_Consigne_:
Restitue à l’identique, du premier au dernier mot, le texte sélectionné sur la route de Drake et la péninsule d’Osa.

_Texte sélectionné_:
=-=-=

L’asphalte jusqu’à Sierpe se transforme en piste après avoir traversé le Rio du même nom. Il faut ensuite traverser une jungle foisonnante de vie, passer plusieurs rivières à gué et se faire chahuter par les ornières pendant 2 heures pour enfin découvrir la baie de Drake. Il est aussi possible de prendre un petit bateau à Sierpe pour rejoindre Drake plus facilement.
Drake : un village au bout de la piste
Dans les années 80, la péninsule d’Osa n’était encore qu’un territoire sauvage, sillonné uniquement par des chercheurs d’or, des aventuriers et quelques âmes égarées. Le gouvernement, dans un élan d’audace, proposa un deal surprenant : chaque pionnier se voyait offrir quelques hectares de terres cultivables, à condition de préserver 40 hectares de forêt.

=-=-=

_Extrait de données_:
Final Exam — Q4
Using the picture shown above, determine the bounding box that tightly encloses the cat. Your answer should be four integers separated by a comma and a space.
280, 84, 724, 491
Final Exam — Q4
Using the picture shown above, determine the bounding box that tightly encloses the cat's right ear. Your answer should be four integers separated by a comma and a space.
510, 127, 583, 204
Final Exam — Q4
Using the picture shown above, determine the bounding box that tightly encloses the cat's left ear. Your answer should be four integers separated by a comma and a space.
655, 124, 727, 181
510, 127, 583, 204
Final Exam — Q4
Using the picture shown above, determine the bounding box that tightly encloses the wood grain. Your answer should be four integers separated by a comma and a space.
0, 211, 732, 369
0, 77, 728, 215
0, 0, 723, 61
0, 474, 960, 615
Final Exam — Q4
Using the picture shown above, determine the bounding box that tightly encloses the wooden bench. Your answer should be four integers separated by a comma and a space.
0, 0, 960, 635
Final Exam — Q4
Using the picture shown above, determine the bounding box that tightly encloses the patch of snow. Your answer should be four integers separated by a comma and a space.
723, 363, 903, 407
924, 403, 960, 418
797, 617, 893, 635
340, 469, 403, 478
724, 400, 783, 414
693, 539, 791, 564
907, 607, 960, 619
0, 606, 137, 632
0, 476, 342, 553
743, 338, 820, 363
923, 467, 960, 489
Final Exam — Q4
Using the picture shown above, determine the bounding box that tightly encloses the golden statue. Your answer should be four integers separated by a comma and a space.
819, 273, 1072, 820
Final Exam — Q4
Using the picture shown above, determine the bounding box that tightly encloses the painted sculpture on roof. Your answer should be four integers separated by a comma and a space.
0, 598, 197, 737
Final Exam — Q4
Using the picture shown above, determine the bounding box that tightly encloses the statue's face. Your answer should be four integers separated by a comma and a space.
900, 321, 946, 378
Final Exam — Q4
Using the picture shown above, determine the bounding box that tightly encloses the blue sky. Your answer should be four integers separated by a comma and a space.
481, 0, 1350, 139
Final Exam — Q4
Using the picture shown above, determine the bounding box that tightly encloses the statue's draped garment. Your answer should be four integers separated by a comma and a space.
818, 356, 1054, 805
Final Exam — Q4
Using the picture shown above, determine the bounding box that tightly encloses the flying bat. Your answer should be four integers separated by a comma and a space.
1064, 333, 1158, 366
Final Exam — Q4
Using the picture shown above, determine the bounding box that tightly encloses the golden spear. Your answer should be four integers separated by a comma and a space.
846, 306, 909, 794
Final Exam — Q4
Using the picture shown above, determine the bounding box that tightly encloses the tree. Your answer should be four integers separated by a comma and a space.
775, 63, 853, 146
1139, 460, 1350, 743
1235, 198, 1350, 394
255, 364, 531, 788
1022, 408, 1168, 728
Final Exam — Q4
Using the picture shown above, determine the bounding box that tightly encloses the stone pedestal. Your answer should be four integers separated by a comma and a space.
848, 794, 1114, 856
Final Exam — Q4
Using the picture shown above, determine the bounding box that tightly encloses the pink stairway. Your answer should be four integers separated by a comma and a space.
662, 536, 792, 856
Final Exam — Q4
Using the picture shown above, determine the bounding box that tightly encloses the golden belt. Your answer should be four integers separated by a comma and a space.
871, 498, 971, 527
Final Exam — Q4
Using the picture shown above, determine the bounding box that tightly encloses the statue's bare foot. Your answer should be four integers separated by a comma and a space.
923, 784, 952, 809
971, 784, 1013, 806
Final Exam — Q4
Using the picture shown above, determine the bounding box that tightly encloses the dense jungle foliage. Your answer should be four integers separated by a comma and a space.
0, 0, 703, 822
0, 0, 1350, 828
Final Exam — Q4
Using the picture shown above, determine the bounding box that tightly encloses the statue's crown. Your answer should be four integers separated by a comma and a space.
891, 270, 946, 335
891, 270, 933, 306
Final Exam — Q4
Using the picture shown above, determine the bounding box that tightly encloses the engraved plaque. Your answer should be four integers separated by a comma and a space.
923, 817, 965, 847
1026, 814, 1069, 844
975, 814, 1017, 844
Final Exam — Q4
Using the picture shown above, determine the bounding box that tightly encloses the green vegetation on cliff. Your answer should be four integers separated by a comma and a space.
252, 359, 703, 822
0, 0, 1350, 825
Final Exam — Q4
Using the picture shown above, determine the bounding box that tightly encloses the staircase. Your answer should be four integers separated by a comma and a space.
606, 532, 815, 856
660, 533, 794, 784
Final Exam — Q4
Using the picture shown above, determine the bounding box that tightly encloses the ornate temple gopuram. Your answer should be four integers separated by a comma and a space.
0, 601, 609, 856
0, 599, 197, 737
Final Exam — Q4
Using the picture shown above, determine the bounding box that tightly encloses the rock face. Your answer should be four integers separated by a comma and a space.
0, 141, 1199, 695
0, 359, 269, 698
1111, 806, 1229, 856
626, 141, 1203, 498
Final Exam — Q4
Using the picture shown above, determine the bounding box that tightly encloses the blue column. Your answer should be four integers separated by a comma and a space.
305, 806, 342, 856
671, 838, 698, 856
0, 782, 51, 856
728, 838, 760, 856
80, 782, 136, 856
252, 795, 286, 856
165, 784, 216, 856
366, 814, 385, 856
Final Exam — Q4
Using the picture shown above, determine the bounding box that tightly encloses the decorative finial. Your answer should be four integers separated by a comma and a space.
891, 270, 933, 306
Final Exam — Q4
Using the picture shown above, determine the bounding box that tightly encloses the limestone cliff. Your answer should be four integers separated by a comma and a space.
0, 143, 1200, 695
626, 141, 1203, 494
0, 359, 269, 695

=-=-=

_Réponse_:
L’asphalte jusqu’à Sierpe se transforme en piste après avoir traversé le Rio du même nom. Il faut ensuite traverser une jungle foisonnante de vie, passer plusieurs rivières à gué et se faire chahuter par les ornières pendant 2 heures pour enfin découvrir la baie de Drake. Il est aussi possible de prendre un petit bateau à Sierpe pour rejoindre Drake plus facilement.
Drake : un village au bout de la piste
Dans les années 80, la péninsule d’Osa n’était encore qu’un territoire sauvage, sillonné uniquement par des chercheurs d’or, des aventuriers et quelques âmes égarées. Le gouvernement, dans un élan d’audace, proposa un deal surprenant : chaque pionnier se voyait offrir quelques hectares de terres cultivables, à condition de préserver 40 hectares de forêt.